## PASSAGE GIVEN

Subject: Conversations, Panels, and Sermons

Lesson: 1-2

Genre: Talk

Track: 1

Dictation Name: Tape 01

Location/Venue:

Year:

[Audience Leader] Thank you all for coming and joining us in this conference of Christian Reconstruction being held here in San Hosea, and the 80th Birthday party for Mr. R.J., Reverend R.J. Rushdoony. I recognize and realize, as does Andrea and the other people who helped put this together, that for many of you coming here was a tremendous effort; it meant organizing your schedules around this event months and months in advance, having this being your vacation period; it meant a substantial investment in terms of funds just to fly here or in some cases drive here from another country, Canada. It is a tremendous honor to be able to stand in front of all of you and to host this, a tremendous honor. Welcome to you all.

I would like to start by asking Reverend Mark Rushdoony to come up and lead us in prayer.

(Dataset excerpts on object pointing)
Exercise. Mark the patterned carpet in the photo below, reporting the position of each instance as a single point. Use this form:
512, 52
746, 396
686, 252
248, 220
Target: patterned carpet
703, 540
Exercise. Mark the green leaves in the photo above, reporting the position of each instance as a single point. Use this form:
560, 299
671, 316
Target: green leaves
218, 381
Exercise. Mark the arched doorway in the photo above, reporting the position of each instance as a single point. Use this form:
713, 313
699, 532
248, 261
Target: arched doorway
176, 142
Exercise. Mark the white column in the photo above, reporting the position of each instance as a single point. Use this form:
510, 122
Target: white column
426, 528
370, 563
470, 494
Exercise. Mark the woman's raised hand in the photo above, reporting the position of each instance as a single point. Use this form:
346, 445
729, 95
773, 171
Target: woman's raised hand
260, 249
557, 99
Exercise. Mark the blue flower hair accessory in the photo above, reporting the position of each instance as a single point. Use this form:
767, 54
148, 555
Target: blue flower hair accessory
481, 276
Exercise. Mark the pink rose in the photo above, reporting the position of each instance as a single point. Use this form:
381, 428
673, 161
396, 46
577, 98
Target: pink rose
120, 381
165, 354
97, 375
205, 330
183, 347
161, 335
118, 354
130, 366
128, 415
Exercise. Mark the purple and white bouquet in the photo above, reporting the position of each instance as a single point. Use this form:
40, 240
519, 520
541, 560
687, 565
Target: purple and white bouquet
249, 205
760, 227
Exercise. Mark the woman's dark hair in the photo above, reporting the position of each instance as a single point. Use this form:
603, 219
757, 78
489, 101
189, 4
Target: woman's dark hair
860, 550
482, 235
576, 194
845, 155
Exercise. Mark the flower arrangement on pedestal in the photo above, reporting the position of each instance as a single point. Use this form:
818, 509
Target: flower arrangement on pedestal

## WORK TO COMPLETE
**A.** In the conference welcome transcript, whose 80th birthday party is being held along with the conference?
**B.** Write the next part of the conference welcome transcript, continuing from its last sentence.

## THE REPLIES
**A.** Reverend R.J. Rushdoony's.

**B.**
[Mark Rushdoony] Let us pray. Our most good and gracious heavenly Father, it is so good for you to bring us all here together, and we thank you first of all for all those who have done so much to aid the ministry of my father and the work of Chalcedon, and the work of the kingdom of our Lord Jesus Christ. As they have been mindful of the needs of Thy kingdom, we pray that you would be mindful of them. As we have received of the benefit of their generosity, we pray that they would receive the benefit of Thy goodness. We thank you for the purpose and meaning that your Son Jesus Christ gives to our life, the direction that it provides us in time and in history, and in all of eternity. We pray that you would enrich us with this assembly, we pray that it would encourage us and instruct us; we pray that we would be filled with a renewed sense of faithfulness to your word, we pray that you would teach us to love your commandments and to hold fast to your promises. We pray that you would expand the laborers in your kingdom; we pray most of all for Thy grace so that we might do the will of our master and our heavenly Father Jesus Christ. In His name we pray, amen.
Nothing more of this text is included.